*Instructions to follow:* How many lines in the records below contain the word "roof"? Answer with the number only.
Data extract Block Start
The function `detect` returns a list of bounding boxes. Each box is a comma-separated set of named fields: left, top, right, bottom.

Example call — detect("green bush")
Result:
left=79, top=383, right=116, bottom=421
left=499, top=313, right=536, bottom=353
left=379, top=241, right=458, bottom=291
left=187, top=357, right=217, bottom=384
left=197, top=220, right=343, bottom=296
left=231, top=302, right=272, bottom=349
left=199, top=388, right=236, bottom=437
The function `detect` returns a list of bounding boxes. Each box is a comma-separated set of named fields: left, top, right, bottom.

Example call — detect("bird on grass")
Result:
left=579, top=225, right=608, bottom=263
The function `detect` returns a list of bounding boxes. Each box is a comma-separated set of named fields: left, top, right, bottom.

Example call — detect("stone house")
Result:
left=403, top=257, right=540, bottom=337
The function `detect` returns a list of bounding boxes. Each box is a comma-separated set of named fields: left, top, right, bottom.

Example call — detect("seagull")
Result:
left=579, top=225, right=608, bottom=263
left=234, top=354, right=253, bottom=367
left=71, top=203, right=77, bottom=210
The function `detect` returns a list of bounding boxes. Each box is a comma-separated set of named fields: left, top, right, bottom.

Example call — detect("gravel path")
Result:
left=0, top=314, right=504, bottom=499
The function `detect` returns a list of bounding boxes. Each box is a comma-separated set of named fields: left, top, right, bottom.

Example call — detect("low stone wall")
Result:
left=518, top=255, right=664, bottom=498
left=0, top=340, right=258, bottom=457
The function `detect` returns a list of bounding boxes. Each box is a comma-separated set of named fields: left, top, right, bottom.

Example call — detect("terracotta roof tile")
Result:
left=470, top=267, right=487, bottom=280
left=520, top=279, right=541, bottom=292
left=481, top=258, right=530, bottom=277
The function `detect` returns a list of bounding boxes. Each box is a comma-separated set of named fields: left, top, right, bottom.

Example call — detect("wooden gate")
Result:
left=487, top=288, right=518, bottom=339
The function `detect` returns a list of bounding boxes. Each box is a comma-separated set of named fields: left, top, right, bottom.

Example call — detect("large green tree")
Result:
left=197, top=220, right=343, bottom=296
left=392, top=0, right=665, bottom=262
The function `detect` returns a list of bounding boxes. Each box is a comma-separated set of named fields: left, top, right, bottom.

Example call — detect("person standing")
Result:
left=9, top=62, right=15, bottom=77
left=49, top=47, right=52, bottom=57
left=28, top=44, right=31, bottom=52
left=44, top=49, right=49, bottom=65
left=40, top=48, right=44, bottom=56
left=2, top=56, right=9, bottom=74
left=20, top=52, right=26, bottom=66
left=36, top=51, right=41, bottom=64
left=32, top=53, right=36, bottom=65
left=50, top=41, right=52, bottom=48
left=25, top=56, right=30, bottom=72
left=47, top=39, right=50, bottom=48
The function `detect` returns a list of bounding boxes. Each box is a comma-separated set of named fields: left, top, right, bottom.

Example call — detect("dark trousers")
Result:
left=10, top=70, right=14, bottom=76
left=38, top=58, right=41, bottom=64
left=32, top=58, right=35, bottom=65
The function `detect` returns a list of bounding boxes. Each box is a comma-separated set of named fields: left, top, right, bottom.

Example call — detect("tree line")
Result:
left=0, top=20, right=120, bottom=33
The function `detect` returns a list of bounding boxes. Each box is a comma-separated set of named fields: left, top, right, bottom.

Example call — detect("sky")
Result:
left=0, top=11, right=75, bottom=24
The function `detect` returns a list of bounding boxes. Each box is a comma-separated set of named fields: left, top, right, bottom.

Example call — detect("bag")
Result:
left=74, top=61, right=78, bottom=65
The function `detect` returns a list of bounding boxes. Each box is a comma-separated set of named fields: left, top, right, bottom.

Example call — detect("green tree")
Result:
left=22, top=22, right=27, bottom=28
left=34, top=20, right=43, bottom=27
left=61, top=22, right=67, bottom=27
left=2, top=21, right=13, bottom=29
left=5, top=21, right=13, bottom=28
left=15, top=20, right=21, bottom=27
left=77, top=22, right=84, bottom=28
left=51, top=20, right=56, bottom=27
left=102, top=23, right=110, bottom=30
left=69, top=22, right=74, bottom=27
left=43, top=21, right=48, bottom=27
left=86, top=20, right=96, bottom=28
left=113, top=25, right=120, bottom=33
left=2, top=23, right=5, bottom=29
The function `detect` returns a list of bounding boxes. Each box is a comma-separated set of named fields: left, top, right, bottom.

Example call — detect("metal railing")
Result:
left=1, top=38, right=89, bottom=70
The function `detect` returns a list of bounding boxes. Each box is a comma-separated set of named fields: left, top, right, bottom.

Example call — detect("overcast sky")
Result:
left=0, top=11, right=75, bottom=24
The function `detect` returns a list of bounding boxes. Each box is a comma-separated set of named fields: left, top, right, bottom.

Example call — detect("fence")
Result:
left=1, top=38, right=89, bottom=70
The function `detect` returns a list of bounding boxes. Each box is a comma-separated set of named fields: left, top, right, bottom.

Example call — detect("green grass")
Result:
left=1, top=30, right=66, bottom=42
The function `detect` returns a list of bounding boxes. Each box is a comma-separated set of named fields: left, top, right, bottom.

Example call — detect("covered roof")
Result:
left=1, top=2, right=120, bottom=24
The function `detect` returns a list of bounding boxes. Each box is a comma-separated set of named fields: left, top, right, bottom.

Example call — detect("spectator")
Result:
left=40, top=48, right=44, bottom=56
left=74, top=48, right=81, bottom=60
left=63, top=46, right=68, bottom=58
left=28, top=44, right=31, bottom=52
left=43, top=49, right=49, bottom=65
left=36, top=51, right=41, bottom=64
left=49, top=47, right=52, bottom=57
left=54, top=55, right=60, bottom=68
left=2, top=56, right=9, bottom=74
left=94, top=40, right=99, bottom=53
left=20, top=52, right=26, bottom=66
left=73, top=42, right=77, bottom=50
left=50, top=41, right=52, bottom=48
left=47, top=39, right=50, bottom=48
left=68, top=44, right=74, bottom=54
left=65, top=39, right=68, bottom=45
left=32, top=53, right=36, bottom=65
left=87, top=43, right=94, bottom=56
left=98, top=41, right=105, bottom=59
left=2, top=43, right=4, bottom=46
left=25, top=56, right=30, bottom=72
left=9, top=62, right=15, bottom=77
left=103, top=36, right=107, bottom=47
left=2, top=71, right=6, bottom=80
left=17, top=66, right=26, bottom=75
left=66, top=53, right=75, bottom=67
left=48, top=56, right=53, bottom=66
Data extract Block End
Data extract Block Start
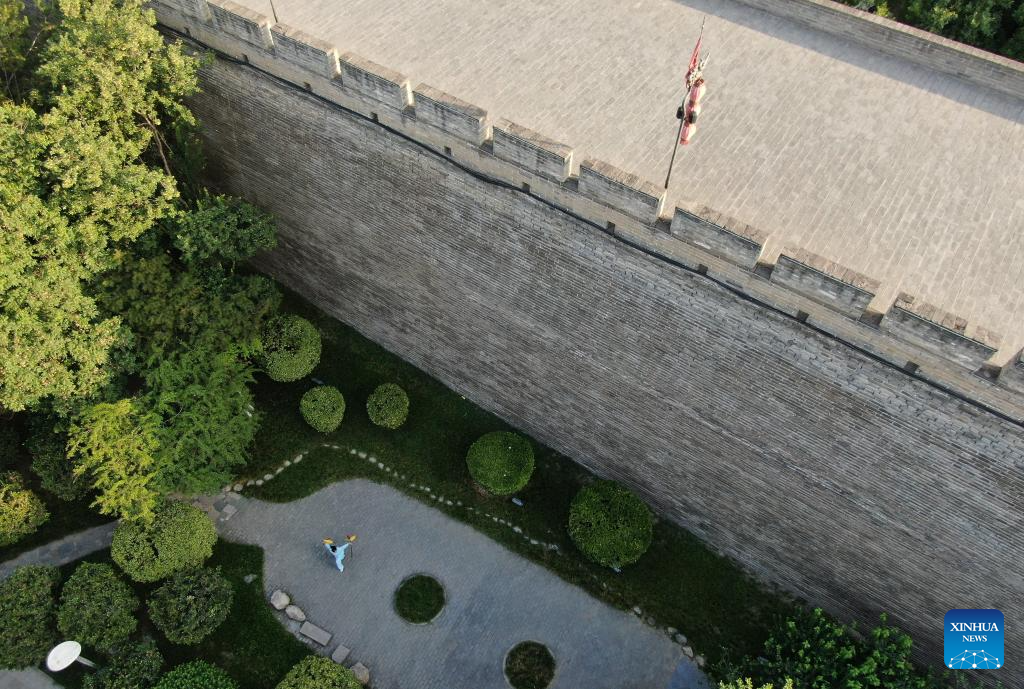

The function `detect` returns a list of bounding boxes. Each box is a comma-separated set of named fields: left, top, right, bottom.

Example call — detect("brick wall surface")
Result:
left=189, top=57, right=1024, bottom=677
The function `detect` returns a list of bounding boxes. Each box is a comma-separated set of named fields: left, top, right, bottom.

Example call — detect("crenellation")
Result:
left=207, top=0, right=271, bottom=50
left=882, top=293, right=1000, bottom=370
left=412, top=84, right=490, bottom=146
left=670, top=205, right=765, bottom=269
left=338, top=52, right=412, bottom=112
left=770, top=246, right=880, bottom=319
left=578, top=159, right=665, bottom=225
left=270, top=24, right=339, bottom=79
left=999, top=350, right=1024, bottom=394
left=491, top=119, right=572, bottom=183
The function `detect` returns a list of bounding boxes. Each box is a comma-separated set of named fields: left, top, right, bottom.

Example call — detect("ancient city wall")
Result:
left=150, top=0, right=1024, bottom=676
Data extract Block End
Data extract Block Start
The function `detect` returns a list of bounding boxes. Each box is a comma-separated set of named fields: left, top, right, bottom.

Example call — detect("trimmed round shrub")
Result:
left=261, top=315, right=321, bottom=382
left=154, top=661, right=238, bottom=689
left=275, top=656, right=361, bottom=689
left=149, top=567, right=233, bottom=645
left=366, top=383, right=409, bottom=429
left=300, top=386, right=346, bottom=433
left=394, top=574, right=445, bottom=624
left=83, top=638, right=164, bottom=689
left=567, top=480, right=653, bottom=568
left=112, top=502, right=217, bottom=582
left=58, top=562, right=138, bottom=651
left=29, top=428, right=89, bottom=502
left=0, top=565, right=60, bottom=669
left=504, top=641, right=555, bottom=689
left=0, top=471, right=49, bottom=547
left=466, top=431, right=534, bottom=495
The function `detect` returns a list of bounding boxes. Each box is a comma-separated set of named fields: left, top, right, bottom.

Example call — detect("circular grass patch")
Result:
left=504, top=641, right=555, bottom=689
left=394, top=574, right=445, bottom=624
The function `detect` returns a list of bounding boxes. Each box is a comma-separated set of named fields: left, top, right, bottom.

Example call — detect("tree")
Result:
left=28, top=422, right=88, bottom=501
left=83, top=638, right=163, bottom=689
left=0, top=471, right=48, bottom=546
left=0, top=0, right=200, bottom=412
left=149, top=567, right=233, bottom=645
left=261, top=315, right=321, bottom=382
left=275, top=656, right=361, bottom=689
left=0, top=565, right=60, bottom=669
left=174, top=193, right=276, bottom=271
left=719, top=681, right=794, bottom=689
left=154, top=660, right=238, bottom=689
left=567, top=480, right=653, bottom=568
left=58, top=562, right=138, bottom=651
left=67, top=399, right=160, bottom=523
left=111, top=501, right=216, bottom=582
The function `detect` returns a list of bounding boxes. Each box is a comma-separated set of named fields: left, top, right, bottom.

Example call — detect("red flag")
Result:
Data extract Block End
*Written solution:* 2